Source data:
==*==

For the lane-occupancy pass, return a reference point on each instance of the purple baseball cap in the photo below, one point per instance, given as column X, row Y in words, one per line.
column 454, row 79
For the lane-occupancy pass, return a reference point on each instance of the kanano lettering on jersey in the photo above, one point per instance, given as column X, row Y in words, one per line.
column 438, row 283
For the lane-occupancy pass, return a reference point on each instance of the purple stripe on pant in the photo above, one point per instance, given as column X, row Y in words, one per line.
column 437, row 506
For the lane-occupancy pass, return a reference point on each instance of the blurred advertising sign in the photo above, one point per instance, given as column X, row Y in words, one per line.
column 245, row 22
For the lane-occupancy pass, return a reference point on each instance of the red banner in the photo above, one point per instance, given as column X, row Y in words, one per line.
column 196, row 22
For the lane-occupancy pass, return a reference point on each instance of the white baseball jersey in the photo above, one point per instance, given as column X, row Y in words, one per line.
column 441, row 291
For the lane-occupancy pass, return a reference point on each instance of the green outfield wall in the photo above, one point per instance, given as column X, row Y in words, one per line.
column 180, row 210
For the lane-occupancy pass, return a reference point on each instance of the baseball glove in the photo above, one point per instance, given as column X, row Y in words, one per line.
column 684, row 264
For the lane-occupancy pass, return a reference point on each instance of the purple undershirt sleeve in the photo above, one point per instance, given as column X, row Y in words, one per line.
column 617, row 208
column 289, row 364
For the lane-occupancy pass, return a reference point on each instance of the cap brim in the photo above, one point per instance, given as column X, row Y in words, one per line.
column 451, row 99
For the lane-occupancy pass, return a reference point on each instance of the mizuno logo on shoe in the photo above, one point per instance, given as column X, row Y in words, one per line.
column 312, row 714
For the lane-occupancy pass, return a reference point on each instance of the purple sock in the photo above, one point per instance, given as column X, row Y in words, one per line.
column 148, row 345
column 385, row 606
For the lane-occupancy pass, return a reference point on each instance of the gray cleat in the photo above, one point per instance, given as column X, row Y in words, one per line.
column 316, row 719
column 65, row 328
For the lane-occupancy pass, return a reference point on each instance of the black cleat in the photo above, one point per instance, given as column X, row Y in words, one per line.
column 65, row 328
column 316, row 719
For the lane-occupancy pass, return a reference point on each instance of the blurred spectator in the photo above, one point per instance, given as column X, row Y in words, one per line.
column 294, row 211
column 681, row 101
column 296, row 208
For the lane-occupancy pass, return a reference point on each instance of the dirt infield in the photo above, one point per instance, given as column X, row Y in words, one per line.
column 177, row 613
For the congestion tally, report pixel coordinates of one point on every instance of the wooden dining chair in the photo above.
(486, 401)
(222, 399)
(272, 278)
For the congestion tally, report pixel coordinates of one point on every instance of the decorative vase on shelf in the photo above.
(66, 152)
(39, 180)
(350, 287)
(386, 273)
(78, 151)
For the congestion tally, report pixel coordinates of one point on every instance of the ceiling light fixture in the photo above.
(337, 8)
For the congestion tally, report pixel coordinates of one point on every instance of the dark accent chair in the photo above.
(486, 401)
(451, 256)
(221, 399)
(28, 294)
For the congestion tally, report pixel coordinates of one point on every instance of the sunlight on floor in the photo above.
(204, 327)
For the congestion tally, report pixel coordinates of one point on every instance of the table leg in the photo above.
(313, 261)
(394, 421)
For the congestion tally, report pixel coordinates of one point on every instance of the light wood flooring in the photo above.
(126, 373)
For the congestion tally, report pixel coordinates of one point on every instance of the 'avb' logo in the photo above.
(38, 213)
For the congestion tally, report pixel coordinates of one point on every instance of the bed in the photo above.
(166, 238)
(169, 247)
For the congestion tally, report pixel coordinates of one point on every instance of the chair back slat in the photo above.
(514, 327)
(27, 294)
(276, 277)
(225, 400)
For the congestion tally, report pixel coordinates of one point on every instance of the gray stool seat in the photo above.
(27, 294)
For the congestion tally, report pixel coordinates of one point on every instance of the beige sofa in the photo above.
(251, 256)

==*==

Work instructions ::
Express the entries as a two-column CSV with the column names entry_text and answer, starting at the line that contains "sofa in the photo above." and ending at the last entry. Give one row per entry, with its text and its answer each in a single quoted field and any line breaks replaced by spaces.

Written answer ::
entry_text,answer
"For the congestion tally, report pixel coordinates of one point on every instance of the beige sofa in the photo above.","(251, 256)"